* [YOUR INSTRUCTIONS]: Please retype the records below exactly as they appear, but leave out the pictures.

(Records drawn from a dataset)
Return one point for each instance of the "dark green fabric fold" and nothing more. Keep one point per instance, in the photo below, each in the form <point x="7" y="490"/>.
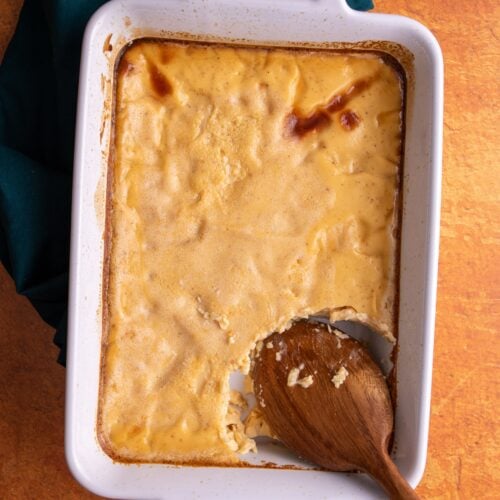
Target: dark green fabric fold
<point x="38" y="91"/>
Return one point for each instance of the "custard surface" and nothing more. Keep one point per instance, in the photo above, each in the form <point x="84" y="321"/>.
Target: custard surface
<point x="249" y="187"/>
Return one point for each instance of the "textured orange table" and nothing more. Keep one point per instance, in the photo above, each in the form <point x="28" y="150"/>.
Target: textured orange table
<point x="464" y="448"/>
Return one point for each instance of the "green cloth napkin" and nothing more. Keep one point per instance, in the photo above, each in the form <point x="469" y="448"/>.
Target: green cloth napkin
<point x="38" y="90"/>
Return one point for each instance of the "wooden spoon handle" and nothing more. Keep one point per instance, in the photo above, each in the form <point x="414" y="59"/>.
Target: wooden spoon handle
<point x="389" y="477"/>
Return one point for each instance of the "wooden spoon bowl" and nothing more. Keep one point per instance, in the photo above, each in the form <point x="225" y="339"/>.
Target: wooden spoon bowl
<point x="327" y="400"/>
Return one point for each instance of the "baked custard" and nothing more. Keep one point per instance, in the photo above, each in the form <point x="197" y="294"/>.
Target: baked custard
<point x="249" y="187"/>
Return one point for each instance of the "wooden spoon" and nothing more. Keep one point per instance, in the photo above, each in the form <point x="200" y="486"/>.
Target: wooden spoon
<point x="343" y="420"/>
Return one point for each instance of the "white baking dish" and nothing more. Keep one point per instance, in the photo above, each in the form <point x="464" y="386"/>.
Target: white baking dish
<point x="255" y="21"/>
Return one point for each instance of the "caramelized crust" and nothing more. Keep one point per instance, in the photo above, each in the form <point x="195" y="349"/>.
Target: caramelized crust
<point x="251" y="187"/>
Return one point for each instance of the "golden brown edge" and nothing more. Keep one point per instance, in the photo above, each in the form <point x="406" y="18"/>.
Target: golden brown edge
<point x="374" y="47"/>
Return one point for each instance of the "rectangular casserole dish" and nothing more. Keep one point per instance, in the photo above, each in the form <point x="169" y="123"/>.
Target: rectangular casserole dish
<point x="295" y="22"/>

* [OUTPUT]:
Return one point for each instance of the "dark green fabric fold" and nothing more. Keep one point per instance, in the photo below, each in the form <point x="7" y="490"/>.
Target: dark green fabric fold
<point x="38" y="91"/>
Return one point for each instance of the "custard surface" and nothing more. Keep one point per instance, in the photo above, each in the form <point x="84" y="321"/>.
Target: custard surface
<point x="249" y="187"/>
Return one point for each instance of the "textured orange table" and nothing more. Keep one point per instance, in the photo above, each in the form <point x="28" y="150"/>.
Target: textured orange table
<point x="464" y="448"/>
Return one point for each instance of the "green cloth napkin" and nothing more. Keep one point per instance, in the photo above, each in the form <point x="469" y="448"/>.
Target: green cloth napkin
<point x="38" y="90"/>
Return one point for each instance of the "wooden spoon handle" and nothing more. Keep one point per instance, in the photo above, each in the form <point x="414" y="59"/>.
Target: wooden spoon handle
<point x="389" y="477"/>
Return one point for each instance of the "wooden spoon bowl" and nothing more. Keep one point per instance, in the photo above, each in the form <point x="225" y="339"/>.
Target: wooden spoon bowl
<point x="327" y="400"/>
Return one point for each instance of the "baked custard" and nothing more. Keep one point per instance, in the photo above, each in the form <point x="197" y="294"/>.
Target: baked custard
<point x="249" y="187"/>
Return one point for each instance of the "wooden spoon" and nothing more. Keep one point per instance, in the photo above, each in the form <point x="200" y="486"/>.
Target: wooden spoon
<point x="343" y="420"/>
Return one point for each instance of the "white baking dish" and nothing more. Keep one point per instance, in the photo above, each in the form <point x="464" y="386"/>.
Target: white baking dish
<point x="255" y="21"/>
Return one point for each instance of the "caramelized crust" and nothing more. Keep one point per instance, in the photo above, each in the form <point x="195" y="349"/>.
Target: caramelized crust
<point x="251" y="187"/>
Return one point for each instance of the "golden brown edge" and nothing more. Keep one point per instance, in the photo above, each in the form <point x="406" y="18"/>.
Target: golden brown edge
<point x="374" y="47"/>
Return one point for each instance of the "rectangular casserole dish" and nothing more. Keep one point per instance, in the photo above, each in the form <point x="169" y="123"/>.
Target: rectangular casserole dish
<point x="295" y="22"/>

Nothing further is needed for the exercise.